— Stated problem —
Could you return each of the lines below word for word, unchanged?

-- START --

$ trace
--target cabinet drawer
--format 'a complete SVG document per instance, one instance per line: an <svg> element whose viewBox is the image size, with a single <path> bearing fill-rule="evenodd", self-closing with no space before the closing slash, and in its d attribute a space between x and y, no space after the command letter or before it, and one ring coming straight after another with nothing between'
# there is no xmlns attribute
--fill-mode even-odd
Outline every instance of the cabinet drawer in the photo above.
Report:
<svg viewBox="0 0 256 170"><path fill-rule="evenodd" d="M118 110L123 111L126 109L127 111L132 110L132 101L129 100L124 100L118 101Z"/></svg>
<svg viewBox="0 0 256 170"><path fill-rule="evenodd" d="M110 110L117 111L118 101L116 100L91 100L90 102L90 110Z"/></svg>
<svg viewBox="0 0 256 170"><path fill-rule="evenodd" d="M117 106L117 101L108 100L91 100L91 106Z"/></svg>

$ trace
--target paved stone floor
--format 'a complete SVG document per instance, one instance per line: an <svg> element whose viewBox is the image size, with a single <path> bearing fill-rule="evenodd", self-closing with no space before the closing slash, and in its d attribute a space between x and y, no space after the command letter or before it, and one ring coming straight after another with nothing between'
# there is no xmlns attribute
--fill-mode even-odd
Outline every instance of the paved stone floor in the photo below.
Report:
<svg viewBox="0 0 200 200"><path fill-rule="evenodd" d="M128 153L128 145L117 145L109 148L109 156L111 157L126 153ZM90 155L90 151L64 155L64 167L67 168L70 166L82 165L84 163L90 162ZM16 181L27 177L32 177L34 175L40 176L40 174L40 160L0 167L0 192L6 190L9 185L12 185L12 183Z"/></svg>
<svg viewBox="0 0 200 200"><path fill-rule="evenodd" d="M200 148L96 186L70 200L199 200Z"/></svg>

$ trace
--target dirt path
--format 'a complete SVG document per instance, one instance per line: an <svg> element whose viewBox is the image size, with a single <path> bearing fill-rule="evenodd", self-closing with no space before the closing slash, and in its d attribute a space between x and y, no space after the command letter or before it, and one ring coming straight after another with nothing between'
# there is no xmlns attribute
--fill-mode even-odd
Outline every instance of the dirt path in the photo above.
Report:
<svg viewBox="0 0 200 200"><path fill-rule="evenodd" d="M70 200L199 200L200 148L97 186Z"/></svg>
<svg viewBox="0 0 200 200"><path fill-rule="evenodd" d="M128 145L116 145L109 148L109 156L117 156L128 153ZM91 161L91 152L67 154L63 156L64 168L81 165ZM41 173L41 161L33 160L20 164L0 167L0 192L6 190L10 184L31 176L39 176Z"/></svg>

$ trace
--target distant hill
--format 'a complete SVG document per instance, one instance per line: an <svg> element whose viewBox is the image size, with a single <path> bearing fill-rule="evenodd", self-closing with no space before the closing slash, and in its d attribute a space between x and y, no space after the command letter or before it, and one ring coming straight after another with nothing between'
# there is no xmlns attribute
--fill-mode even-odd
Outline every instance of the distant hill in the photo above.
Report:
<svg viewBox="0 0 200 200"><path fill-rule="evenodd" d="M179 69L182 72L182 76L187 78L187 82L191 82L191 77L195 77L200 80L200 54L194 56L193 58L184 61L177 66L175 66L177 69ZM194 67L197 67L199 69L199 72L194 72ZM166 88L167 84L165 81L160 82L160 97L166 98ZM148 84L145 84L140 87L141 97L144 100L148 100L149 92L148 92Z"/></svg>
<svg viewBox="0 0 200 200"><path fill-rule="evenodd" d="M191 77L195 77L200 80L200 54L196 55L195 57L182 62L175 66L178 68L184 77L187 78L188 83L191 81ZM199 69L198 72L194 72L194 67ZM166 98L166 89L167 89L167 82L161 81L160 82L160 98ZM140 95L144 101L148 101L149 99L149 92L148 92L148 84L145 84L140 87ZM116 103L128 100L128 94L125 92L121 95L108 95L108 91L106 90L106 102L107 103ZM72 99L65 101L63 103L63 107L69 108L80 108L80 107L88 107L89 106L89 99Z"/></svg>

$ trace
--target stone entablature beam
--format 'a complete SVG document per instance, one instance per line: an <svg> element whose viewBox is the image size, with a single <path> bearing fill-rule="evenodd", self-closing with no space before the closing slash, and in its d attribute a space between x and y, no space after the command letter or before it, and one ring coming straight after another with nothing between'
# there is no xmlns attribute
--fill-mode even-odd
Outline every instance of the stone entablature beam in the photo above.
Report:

-- END --

— Result —
$ trace
--target cabinet drawer
--format 'a complete SVG document per instance, one instance per line: an <svg> element whose viewBox is the image size, with a single <path> bearing fill-rule="evenodd", self-closing with no space before the closing slash, and in its d attribute a space between x and y, no space after the command letter or before it, and one ring coming straight after another with nothing between'
# there is no xmlns attribute
--fill-mode even-odd
Outline every instance of the cabinet drawer in the photo above.
Report:
<svg viewBox="0 0 256 170"><path fill-rule="evenodd" d="M118 110L123 111L126 109L127 111L132 110L132 101L129 100L124 100L118 101Z"/></svg>
<svg viewBox="0 0 256 170"><path fill-rule="evenodd" d="M110 110L117 111L118 101L116 100L91 100L90 102L90 110Z"/></svg>
<svg viewBox="0 0 256 170"><path fill-rule="evenodd" d="M117 106L117 101L108 100L91 100L91 106Z"/></svg>

$ trace
--target paved stone floor
--format 'a complete SVG document per instance, one instance per line: an <svg> element whose viewBox is the image size, with a single <path> bearing fill-rule="evenodd", self-closing with no space before the closing slash, and in its d attribute a space between x and y, no space after the command letter or before it, and one ring coming straight after another with nothing between'
# there is no xmlns attribute
--fill-mode even-odd
Outline every instance of the paved stone floor in the photo below.
Report:
<svg viewBox="0 0 200 200"><path fill-rule="evenodd" d="M128 153L128 145L117 145L109 148L109 156L111 157L126 153ZM90 155L90 151L64 155L64 167L67 168L70 166L82 165L84 163L90 162ZM16 181L27 177L32 177L34 175L40 176L40 174L40 160L0 167L0 192L6 190L9 185L12 185L12 183Z"/></svg>
<svg viewBox="0 0 200 200"><path fill-rule="evenodd" d="M200 148L96 186L70 200L199 200Z"/></svg>

$ trace
--target dirt path
--format 'a complete SVG document per instance, one instance per line: an <svg> element whose viewBox is the image size, with a single <path> bearing fill-rule="evenodd", self-closing with no space before the closing slash, and in its d attribute a space between x and y, no space after the command letter or before it, and one ring coming straight after another with nothing between'
# there is no xmlns attribute
--fill-mode even-odd
Outline every instance of the dirt path in the photo above.
Report:
<svg viewBox="0 0 200 200"><path fill-rule="evenodd" d="M70 200L199 200L200 148L97 186Z"/></svg>
<svg viewBox="0 0 200 200"><path fill-rule="evenodd" d="M128 145L116 145L109 148L109 156L117 156L128 153ZM91 161L91 152L67 154L63 156L64 168L81 165ZM41 173L41 161L33 160L20 164L0 167L0 192L6 190L10 184L31 176L39 176Z"/></svg>

$ trace
--target distant hill
--format 'a complete SVG document per instance, one instance per line: an <svg> element whose viewBox is the image size, with a single <path> bearing fill-rule="evenodd", self-closing with no space before the closing slash, and in its d attribute a space between x and y, no space after the command letter or before it, and one ring coming straight after another with nothing between'
# there is no xmlns attribute
--fill-mode even-odd
Outline every instance of the distant hill in the photo above.
Report:
<svg viewBox="0 0 200 200"><path fill-rule="evenodd" d="M179 69L182 72L182 76L187 78L187 82L191 82L191 77L195 77L200 80L200 54L194 56L193 58L184 61L177 66L175 66L177 69ZM194 67L197 67L199 69L199 72L194 72ZM166 88L167 84L165 81L160 82L160 97L166 98ZM148 84L145 84L140 87L141 97L144 100L148 100L149 92L148 92Z"/></svg>
<svg viewBox="0 0 200 200"><path fill-rule="evenodd" d="M191 77L195 77L200 80L200 54L196 55L195 57L182 62L175 66L178 68L184 77L187 78L188 83L191 81ZM199 69L198 72L194 72L194 67ZM166 98L166 89L167 89L167 82L161 81L160 82L160 98ZM140 95L144 101L148 101L149 99L149 92L148 92L148 84L145 84L140 87ZM116 103L128 100L128 94L125 92L121 95L108 95L108 91L106 90L106 102L107 103ZM72 99L65 101L63 103L63 107L69 108L80 108L80 107L88 107L89 106L89 99Z"/></svg>

$ trace
--target stone entablature beam
--format 'a complete SVG document per instance, one instance per line: an <svg> element whose viewBox is the image size, with a single <path> bearing fill-rule="evenodd", self-closing with no space before the closing slash, and in its d attribute a space between x and y, no space after the command letter or before it, and one ring coming straight after another with nothing between'
# there is no xmlns attribute
--fill-mode even-odd
Outline every instance of the stone entablature beam in the photo above.
Report:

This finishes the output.